**Task to complete**
Reproduce the listing below in its entirety. Change nothing.

**Input material**
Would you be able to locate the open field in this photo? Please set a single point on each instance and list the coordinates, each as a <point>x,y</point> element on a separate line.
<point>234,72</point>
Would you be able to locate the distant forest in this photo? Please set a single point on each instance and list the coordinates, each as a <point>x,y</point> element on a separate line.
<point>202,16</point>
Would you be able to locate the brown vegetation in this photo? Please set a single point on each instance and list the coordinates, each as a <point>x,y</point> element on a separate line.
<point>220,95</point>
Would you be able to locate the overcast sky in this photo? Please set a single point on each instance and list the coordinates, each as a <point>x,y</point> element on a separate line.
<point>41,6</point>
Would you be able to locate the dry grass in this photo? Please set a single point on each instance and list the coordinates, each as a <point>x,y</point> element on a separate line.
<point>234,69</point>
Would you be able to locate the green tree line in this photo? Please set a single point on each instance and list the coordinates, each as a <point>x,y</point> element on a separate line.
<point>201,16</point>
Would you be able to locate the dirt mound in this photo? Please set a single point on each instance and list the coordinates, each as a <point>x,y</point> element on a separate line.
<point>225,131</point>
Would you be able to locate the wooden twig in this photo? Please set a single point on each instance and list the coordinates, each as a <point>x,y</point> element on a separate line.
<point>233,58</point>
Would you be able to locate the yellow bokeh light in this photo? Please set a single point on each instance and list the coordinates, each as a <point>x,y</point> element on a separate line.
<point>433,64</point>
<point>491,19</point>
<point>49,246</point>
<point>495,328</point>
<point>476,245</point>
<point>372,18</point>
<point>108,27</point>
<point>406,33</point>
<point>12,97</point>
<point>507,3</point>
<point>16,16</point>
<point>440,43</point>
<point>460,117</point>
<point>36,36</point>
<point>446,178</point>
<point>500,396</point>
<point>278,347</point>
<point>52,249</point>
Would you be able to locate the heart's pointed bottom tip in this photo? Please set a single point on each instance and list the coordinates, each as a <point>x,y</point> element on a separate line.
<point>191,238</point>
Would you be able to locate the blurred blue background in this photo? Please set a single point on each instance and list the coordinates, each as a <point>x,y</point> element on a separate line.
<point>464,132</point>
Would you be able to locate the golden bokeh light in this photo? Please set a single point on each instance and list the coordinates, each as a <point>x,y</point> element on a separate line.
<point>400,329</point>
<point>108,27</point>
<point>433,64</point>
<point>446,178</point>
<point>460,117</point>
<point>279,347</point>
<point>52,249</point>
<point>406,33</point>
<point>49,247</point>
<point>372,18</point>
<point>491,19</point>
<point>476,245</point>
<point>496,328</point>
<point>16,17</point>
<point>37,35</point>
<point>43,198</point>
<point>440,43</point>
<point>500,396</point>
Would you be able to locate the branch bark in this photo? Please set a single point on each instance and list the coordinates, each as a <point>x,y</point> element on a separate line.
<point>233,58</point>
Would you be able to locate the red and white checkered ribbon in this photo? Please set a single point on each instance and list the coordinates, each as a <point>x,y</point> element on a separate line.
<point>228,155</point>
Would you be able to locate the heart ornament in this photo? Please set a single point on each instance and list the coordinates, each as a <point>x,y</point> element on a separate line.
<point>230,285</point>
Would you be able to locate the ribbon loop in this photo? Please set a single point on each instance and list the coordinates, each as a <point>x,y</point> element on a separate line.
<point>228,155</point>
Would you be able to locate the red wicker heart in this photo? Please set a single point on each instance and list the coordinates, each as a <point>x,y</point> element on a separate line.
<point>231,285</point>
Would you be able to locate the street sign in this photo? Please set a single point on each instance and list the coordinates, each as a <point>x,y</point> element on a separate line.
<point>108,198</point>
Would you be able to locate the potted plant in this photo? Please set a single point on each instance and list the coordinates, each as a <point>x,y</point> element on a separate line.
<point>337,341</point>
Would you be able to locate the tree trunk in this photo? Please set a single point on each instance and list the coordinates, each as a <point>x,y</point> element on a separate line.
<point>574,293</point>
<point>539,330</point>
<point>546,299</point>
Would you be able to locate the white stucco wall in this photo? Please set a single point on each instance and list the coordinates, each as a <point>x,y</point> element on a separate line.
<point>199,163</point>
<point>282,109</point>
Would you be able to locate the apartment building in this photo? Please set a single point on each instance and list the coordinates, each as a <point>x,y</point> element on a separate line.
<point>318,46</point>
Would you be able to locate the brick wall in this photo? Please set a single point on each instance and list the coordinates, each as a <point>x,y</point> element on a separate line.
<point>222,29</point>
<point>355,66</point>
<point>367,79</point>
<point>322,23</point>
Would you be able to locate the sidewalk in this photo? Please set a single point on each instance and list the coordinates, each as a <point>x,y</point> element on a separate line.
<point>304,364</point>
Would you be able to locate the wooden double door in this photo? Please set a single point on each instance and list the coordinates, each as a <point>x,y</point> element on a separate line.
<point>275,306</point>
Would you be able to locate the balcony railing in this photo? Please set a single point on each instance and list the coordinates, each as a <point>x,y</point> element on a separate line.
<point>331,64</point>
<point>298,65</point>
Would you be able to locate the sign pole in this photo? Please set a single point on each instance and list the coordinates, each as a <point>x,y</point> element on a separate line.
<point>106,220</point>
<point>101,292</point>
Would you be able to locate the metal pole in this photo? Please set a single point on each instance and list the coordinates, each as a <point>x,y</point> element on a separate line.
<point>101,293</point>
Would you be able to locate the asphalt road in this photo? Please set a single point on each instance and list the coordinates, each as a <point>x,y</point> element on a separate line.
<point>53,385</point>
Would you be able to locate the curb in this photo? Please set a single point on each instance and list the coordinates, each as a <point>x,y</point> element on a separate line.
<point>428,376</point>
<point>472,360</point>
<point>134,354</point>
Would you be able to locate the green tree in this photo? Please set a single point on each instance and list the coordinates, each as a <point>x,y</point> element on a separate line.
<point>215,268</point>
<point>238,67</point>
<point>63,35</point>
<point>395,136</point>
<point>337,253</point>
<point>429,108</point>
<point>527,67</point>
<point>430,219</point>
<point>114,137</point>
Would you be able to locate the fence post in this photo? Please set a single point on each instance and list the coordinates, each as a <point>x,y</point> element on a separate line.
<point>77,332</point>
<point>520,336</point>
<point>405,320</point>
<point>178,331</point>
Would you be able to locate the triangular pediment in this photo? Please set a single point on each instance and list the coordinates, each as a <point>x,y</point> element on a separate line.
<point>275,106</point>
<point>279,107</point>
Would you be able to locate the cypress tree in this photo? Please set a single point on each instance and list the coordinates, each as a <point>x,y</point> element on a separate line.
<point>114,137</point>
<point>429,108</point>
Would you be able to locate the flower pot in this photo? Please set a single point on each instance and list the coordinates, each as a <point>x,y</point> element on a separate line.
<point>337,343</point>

**Written response**
Would you be able to locate the open field in this photo? Please set a single point on each instance and list the coordinates, each as a <point>x,y</point> element on a separate line.
<point>234,72</point>
Would you be able to locate the distant forest in this photo? Please set a single point on each instance and list the coordinates, each as a <point>x,y</point> element on a separate line.
<point>202,16</point>
Would you be able to locate the brown vegetation in this photo? Please set a single point on each instance and list the coordinates, each as a <point>x,y</point> element on a separate line.
<point>220,95</point>
Would you be able to locate the overcast sky in this photo? Please set a single point on each instance and list the coordinates, each as a <point>x,y</point> element on a separate line.
<point>41,6</point>
Would you be able to locate the dry grass in this photo? Please set a single point on each instance and list the coordinates, each as a <point>x,y</point> element on a separate line.
<point>234,69</point>
Would you be able to locate the green tree line in this photo? Please set a single point on each instance and list the coordinates, each as a <point>x,y</point> element on a separate line.
<point>201,16</point>
Would you be able to locate the dirt mound in this photo? Please set a single point on each instance and list the coordinates, each as a <point>x,y</point> element on a separate line.
<point>225,131</point>
Would you be able to locate the wooden twig in this photo? Please set a single point on each instance and list the coordinates, each as a <point>x,y</point> element on a separate line.
<point>233,58</point>
Would you be able to locate the yellow bokeh light in this photo? Please set a single point on each instance and list the coordinates, each as a <point>x,y</point> element on a separate line.
<point>433,64</point>
<point>491,19</point>
<point>49,246</point>
<point>495,328</point>
<point>476,245</point>
<point>372,18</point>
<point>108,27</point>
<point>406,33</point>
<point>12,97</point>
<point>507,3</point>
<point>16,16</point>
<point>440,43</point>
<point>460,117</point>
<point>36,36</point>
<point>446,178</point>
<point>500,396</point>
<point>278,347</point>
<point>52,249</point>
Would you be able to locate the heart's pointed bottom tip in this photo? Please set a single point on each instance and list the coordinates, each as a <point>x,y</point> element on a separate line.
<point>191,238</point>
Would you be able to locate the blurred blue background in this photo? Please set a single point on each instance and list the coordinates, each as a <point>x,y</point> element on a separate line.
<point>464,132</point>
Would you be able to locate the golden bokeh light in this photo? Please set a single point on each instance and list the coordinates, each as a <point>x,y</point> element on a separate line.
<point>400,329</point>
<point>108,27</point>
<point>433,64</point>
<point>446,178</point>
<point>460,117</point>
<point>279,347</point>
<point>52,249</point>
<point>406,33</point>
<point>49,247</point>
<point>372,18</point>
<point>491,19</point>
<point>476,245</point>
<point>496,328</point>
<point>16,17</point>
<point>37,35</point>
<point>43,198</point>
<point>440,43</point>
<point>500,396</point>
Would you be able to locate the branch bark in this photo? Please set a single point on each instance and list the coordinates, each as a <point>x,y</point> element on a separate line.
<point>233,58</point>
Would you be able to locate the red and white checkered ribbon in this photo? Please set a single point on each instance and list the coordinates, each as a <point>x,y</point> element on a separate line.
<point>228,155</point>
Would you be able to locate the heart ornament in this photo? Please set a single point on each instance and list the coordinates, each as a <point>x,y</point> element on a separate line.
<point>230,285</point>
Would you be able to locate the ribbon loop in this photo? Please set a single point on each instance and list the coordinates, each as a <point>x,y</point> element on a separate line.
<point>228,155</point>
Would you be able to locate the red wicker heart in this photo? Please set a single point on each instance and list the coordinates, each as a <point>x,y</point> element on a separate line.
<point>231,285</point>
Would you be able to locate the street sign in this photo? Please set a single point on each instance and list the coordinates, each as a <point>x,y</point> element on a separate line.
<point>108,198</point>
Would you be able to locate the potted plant in this photo? Please set a single point on each instance and list the coordinates, each as a <point>x,y</point> element on a separate line.
<point>337,341</point>
Would you be able to locate the tree trunk in this photo? Please set a single point on each instance and list the coordinates, each as a <point>x,y</point> element on a separate line.
<point>574,293</point>
<point>539,330</point>
<point>546,299</point>
Would you be able to locate the white stucco wall in this photo? Please set a single point on each instance and list the coordinates, each as a <point>x,y</point> element on a separate line.
<point>199,163</point>
<point>282,109</point>
Would you be able to locate the apartment building in this photo? Please set a single point on each instance and list the coordinates, each as a <point>x,y</point> element on a separate line.
<point>318,46</point>
Would you be able to locate the brick wall in this photo? Please set a single point on each instance and list the coordinates, each as a <point>x,y</point> element on a separate line.
<point>222,29</point>
<point>355,66</point>
<point>367,79</point>
<point>322,23</point>
Would you be able to locate the sidewalk in this photo? Please set a single point on each instance and list the coordinates, each as a <point>x,y</point> element on a separate line.
<point>304,364</point>
Would you be able to locate the wooden double door in this photo? Please set a single point on each instance and list the coordinates, each as a <point>x,y</point> element on a separate line.
<point>275,306</point>
Would you be able to locate the balcony railing in this photo? Please set a single point on each instance and list the coordinates, each as a <point>x,y</point> element on a separate line.
<point>331,64</point>
<point>298,65</point>
Would you be able to locate the sign pole in this photo? Please set a single point on each instance and list the coordinates, each as a <point>x,y</point> element on a separate line.
<point>106,220</point>
<point>101,292</point>
Would you be able to locate the metal pole in this photo? Please set a single point on each instance and list the coordinates, each as a <point>x,y</point> element on a separate line.
<point>101,293</point>
Would you be able to locate the asphalt road in this photo? Please set a single point on each instance and list the coordinates, each as a <point>x,y</point> element on a separate line.
<point>53,385</point>
Would you be able to locate the curb in this photo? Please set a single point on each instance and list the coordinates, each as a <point>x,y</point> element on a separate line.
<point>428,376</point>
<point>472,360</point>
<point>134,354</point>
Would you be able to locate the green tree in this photo? Please set a single point on each instance and list the coordinates, each as a <point>x,y</point> element on a separate line.
<point>215,268</point>
<point>238,67</point>
<point>63,35</point>
<point>395,136</point>
<point>337,253</point>
<point>429,108</point>
<point>527,67</point>
<point>430,219</point>
<point>114,137</point>
Would you be able to locate the fence post in this photo? Please set a single point on each instance and list the coordinates, each as a <point>x,y</point> element on a separate line.
<point>77,332</point>
<point>520,336</point>
<point>405,320</point>
<point>178,331</point>
Would you be able to locate the triangular pediment in this photo? Please set a single point on each instance and list the coordinates, each as a <point>x,y</point> element on a separate line.
<point>275,106</point>
<point>279,107</point>
Would you be able to locate the cypress tree in this photo? Please set a single point on each instance and list the coordinates, each as a <point>x,y</point> element on a separate line.
<point>114,137</point>
<point>429,108</point>
Would you be able to locate the flower pot in this photo? Please set a single point on each instance and list the coordinates, each as a <point>x,y</point> element on a separate line.
<point>337,343</point>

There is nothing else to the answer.